• _Aufgabe 1_:
Beantworte anhand des Reiseberichts über Twyfelfountain:
(a) Welche Vögel rasen am Morgen quiekend durch die Gebüsche?
(b) Womit und in welches Gestein sind die Felsgravuren eingemeißelt?
(c) Wie viele Kinder hat Raymond, und in welchem Alter sind sie?

• _Ausgewählter Abschnitt_:

= = = = =

Tag 8: Twyfelfountain & versteinerter Wald
Als ich zum ersten Mal blinzle, geht zu unseren Füßen die Sonne auf. Nachdem die ersten Sonnenstrahlen die Luft erwärmen und die letzten Moskitos in ihre Löcher verkrochen sind, kriechen wir aus den Schlafsäcken und machen Frühstück. Lustige Perlhühner mit den blauen Köpfen rasen quiekend durch die Gebüsche, ansonsten macht sich das Wildlife rar. Diebesbanden kamen heute Nacht auch keine vorbei und unsere Schweizer Nachbarn verabschieden sich. Also sichern wir uns für die zweite Nacht mit unseren Campingmöbeln erstmal die vordere Campsite und flitzen dann los in Richtung Twyfelfountain. Dass wir die Strecke teilweise wieder in die andere Richtung zurückfahren, war wohl eine blöde (oder gar keine?) Planung für den gestrigen Tag. Wir hätten gestern vielleicht doch früher starten und es direkt auf dem Herweg machen sollen. Aber so ist das nun mal, wenn man flexibel reist.
Das Google der Urzeit
Das Land ist seit einigen Jahren den Damaras zugestanden, Raymond unser Guide ist einer von ihnen. Er führt uns 45 Minuten durch die roten Felsbrocken, erklärt uns die Geschichte des Farmers Levin, der anzweifelte seine Schafsherde an der nur sporadisch Wasser führenden Quelle durchzubringen und damit diesem Ort seinen heutigen Namen gab. Die Felsgravuren sind mit Quarz in Sandstein eingemeißelt und zeigen hauptsächlich Tiere; Löwen, Antilopen, Elefanten, Nashörner, aber auch Robben und Pinguine; und Wasserlöcher. Die Wissenschaft ist sich nicht einig, woher und wann sie entstanden sind. Unsere Lieblingstheorie: Die Twyfelfountain ist das Google der Urzeit; ein Informationsaustausch für verschiedene Völker, um weiter zu geben, welche Tiere wo lebten und vor allem wo sich die Wasserlöcher befanden. Raymond ist gesprächig und lustig, haut zwischendurch ein paar deutsche Brocken raus, die ihm seine Gäste beigebracht haben. Außerdem ist er sehr neugierig und will viel wissen über unsere Politik, die Gesellschaft und über Familienplanung. Er habe sechs Kinder im Alter zwischen 10 und 20. Zwei seien aber eigentlich genug, denn Kinder sollten mehr Aufmerksamkeit bekommen. Er sei ja schon besser als sein Vater, denn er selbst habe neun Geschwister. Opa würde er langsam gerne werden, aber seine älteste Tochter habe ihren eigenen Kopf. Das klingt alles irgendwie gar nicht so nach afrikanischem Hinterland sondern ganz normal. Plötzlich grinst er uns an und meint, dass Manu und ich bestimmt irgendwann Zwillinge bekommen. „No jokes about that“, ermahne ich ihn und erzähle von meinen beiden Zwillingspatenkindern, die zwar ein schöner, aber dennoch unerwarteter Unfall waren. Wir müssen versprechen, ein Kind Raymond zu nennen, wenn seine Vision wahr wird. Wir lachen, aber als wir später abfahren, schicke ich Stoßgebete in den Himmel und an den Storch persönlich: Bitte keine Zwillinge! Elegant wechsle ich das Thema, in dem ich ihn bitte, mir ein paar Worte Klicksprache beizubringen. Ich weiß nicht, wer sich mehr darüber freut, dass ich mich gar nicht so schlecht schlage – er oder ich! Der Parkplatzwächter, der in der Zwischenzeit die Autos gehütet hat, ist jedenfalls ganz schön beeindruckt. Leider hielt es das Klicken nicht lange in meinem Gedächtnis aus. Aufschreiben konnte ich es ja nicht.

= = = = =

(Datensätze aus einem Set zur Punktannotation)
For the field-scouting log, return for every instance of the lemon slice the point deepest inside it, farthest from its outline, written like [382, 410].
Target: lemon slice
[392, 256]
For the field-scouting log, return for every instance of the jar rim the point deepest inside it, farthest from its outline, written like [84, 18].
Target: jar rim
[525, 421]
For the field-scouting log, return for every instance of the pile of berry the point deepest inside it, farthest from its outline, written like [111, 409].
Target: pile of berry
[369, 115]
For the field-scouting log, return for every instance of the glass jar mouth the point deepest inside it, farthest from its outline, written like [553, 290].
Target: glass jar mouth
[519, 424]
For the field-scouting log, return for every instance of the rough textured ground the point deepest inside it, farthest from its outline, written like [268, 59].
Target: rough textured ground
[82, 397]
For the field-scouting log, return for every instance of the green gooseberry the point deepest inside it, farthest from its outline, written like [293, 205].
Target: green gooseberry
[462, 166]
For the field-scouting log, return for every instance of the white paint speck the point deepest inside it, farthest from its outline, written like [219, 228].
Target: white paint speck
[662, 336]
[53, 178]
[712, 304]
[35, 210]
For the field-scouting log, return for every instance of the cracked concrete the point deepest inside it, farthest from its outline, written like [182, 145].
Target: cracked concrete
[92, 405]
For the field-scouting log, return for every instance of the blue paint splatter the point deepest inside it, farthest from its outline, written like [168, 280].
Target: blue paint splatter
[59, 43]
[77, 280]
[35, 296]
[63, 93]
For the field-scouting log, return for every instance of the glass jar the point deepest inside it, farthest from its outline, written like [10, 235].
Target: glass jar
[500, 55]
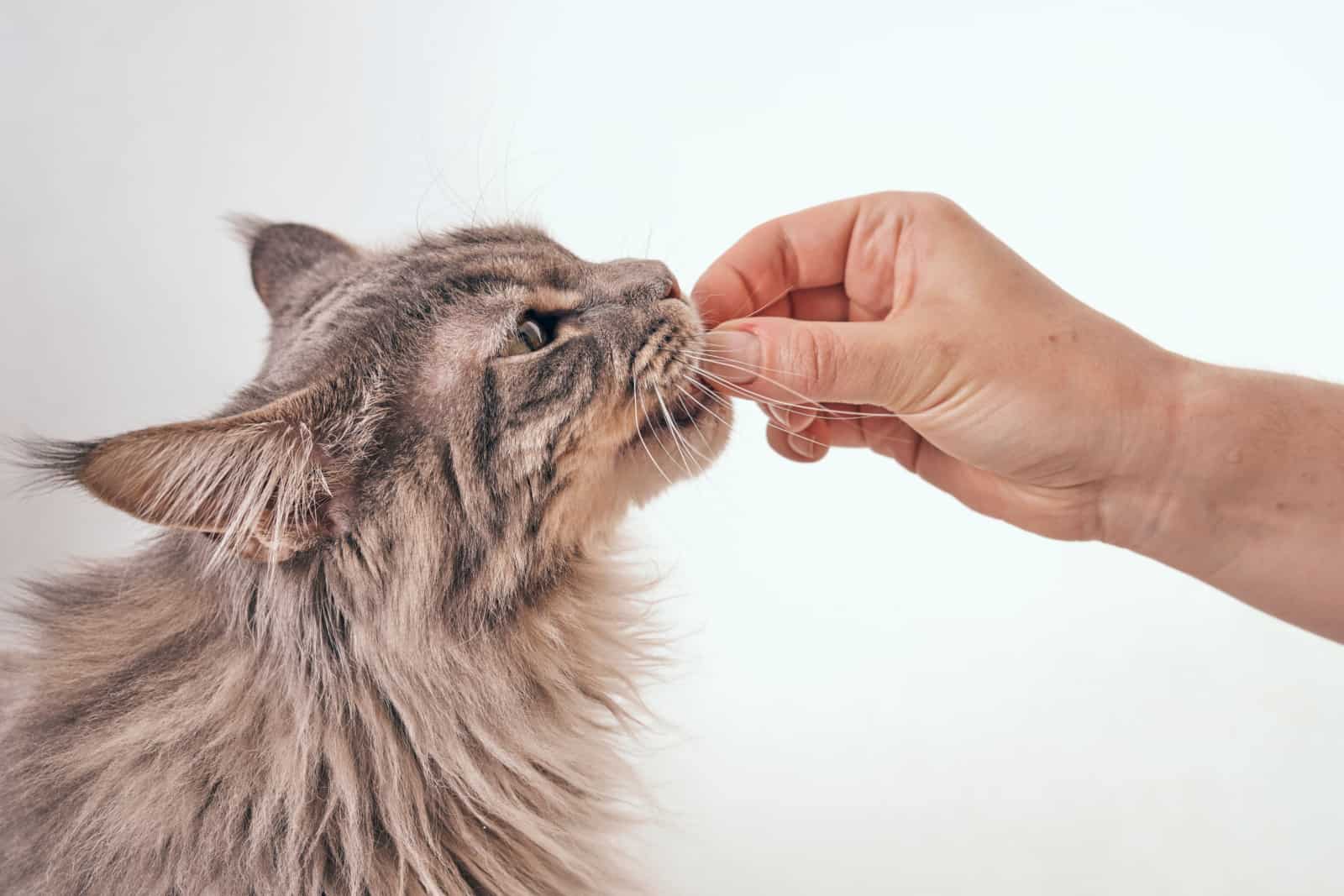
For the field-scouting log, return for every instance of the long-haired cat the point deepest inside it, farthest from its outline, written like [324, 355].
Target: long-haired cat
[380, 647]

= = = = =

• _Aufgabe 2_: Überführe die Datensätze ab der Zeile mit „like [168, 280].“ bis zum Ende der Datensätze, beide Enden eingeschlossen, in eine zweispaltige CSV mit den Spalten „auftrag“ und „ergebnis“. Setze jedes Feld in Anführungszeichen, ersetze Zeilenumbrüche durch Leerzeichen und lass die Bilder weg.

• _Vollständige Antwort 1_:
(a) Perlhühner mit blauen Köpfen.
(b) Mit Quarz in Sandstein.
(c) Sechs Kinder im Alter zwischen 10 und 20 Jahren.

• _Vollständige Antwort 2_:
auftrag,ergebnis
"For the field-scouting log, return for every instance of the blue paint splatter the point deepest inside it, farthest from its outline, written like [168, 280]. Target: blue paint splatter","[59, 43] [77, 280] [35, 296] [63, 93]"
"For the field-scouting log, return for every instance of the glass jar the point deepest inside it, farthest from its outline, written like [10, 235]. Target: glass jar","[500, 55]"
"For the field-scouting log, return for every instance of the long-haired cat the point deepest inside it, farthest from its outline, written like [324, 355]. Target: long-haired cat","[380, 647]"